* The problem: For this exercise, transcribe all the entries exactly as given and omit the images.

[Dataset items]
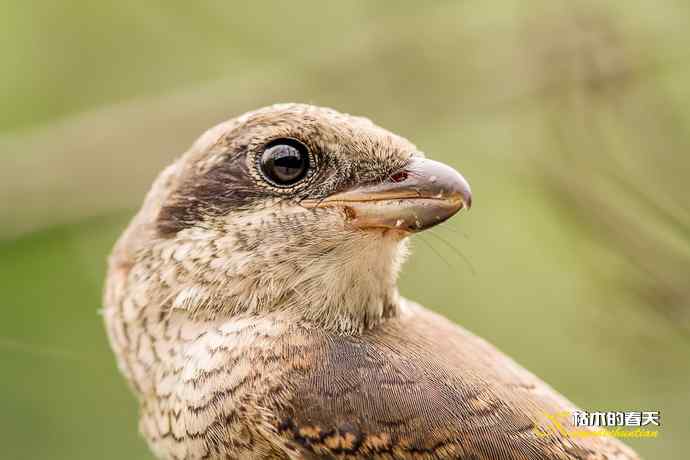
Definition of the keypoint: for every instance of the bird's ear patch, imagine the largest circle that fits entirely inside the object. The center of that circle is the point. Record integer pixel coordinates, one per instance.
(227, 186)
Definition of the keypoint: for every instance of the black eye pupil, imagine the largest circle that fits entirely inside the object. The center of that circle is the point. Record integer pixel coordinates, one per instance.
(285, 162)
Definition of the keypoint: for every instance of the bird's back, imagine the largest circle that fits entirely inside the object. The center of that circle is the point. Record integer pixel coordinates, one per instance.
(416, 386)
(421, 387)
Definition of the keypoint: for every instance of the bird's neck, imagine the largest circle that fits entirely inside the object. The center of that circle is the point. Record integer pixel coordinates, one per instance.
(345, 288)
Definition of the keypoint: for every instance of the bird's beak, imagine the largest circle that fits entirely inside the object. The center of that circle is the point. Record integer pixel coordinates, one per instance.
(421, 195)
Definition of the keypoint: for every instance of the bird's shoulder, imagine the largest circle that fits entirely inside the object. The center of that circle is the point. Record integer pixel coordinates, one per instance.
(419, 386)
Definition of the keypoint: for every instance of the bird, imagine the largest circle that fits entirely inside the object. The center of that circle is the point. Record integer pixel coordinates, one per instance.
(252, 306)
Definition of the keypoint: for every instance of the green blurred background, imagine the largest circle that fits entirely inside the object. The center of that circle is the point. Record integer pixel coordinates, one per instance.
(571, 119)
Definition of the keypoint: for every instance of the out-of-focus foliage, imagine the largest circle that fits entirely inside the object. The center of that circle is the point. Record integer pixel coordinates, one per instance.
(569, 118)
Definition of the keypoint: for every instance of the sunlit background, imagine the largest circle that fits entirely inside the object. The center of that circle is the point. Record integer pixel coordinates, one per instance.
(571, 120)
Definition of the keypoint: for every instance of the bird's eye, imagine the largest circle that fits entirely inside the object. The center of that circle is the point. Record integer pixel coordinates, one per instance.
(284, 162)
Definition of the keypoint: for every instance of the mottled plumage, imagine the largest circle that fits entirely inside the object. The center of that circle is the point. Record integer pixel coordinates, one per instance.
(255, 320)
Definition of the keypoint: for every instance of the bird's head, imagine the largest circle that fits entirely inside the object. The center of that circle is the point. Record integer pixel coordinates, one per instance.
(292, 207)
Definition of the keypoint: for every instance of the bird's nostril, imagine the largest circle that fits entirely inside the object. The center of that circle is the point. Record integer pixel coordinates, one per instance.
(399, 176)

* Written answer:
Definition of the keypoint: for every instance of the bird's ear patch, imagine the largest circle that fits entirely inside the object. The center of that circle is the point. Record integer pixel coordinates, one per instance.
(227, 186)
Definition of the keypoint: for every instance of the black eye pupil, imagine the largest circle that fits entirely inside the object. The center of that circle is the point. Record integer pixel coordinates, one per instance.
(285, 162)
Definition of the keypoint: for every instance of the bird's back, imagine the largest circle that fits entirely inside the object. The center of that circle is the point. Record integer pixel coordinates, one per instance.
(416, 386)
(421, 387)
Definition of the keypoint: for every instance of the bird's neck, imagine the largest circle that fits entirely inside the object. The center of that circle is the point. Record integer pixel coordinates, one per instance.
(345, 288)
Definition of the keypoint: for every instance of the bird's beak, imagine the largest circle that fits entirely inside the object. The center of that circle is the point. Record integer pixel coordinates, one per instance.
(421, 195)
Definition of the keypoint: for every instance of the bird's shoulder, imagine the largest circle that fits entirely inside the object. The center of that circle is the point. Record integer pixel coordinates, one per instance.
(419, 386)
Definition of the keypoint: for every instance of the bird, imagine the largest circle that fits entirely inside the object. The center of that circle is the point. Record integer pixel coordinates, one per instance.
(252, 306)
Definition of the keypoint: for every instance of the green blurred background, imagine the largest circle that fits entirely inside the object. The center of that circle is the point. Record integer pixel coordinates, one per instance.
(571, 119)
Definition of the keypoint: for every instance of the out-of-focus foliage, imagine the largest circle that fits entirely inside the object. The center of that circle is the point. Record integer pixel coordinates, one per instance.
(569, 118)
Definition of the keypoint: for every instance of the sunlit background, imagine the largest circle that fits entirely inside the object. The center of that circle is the point. Record integer pixel coordinates, one per instance.
(571, 120)
Definition of the keypoint: for every instance of the bird's eye, imagine the largest circle that fits entirely inside the object. The center of that circle is the point. Record integer pixel coordinates, one per instance.
(284, 162)
Definition of the keypoint: for every instance of the mottled plumage, imagine the largest circle that fits entirely inside the object. The center of that circle is the point. Record integer pixel coordinates, one per instance.
(255, 320)
Definition of the keypoint: for every instance of the bird's head, imagine the largest circle that fits entirely inside the object. The center of that circle is the point. Record integer pixel coordinates, one per instance.
(292, 207)
Definition of the keypoint: for every instance of the bird's nostril, imagine the largest circle that fits entirely inside the object. The center of that circle is the point. Record integer pixel coordinates, one per instance.
(399, 176)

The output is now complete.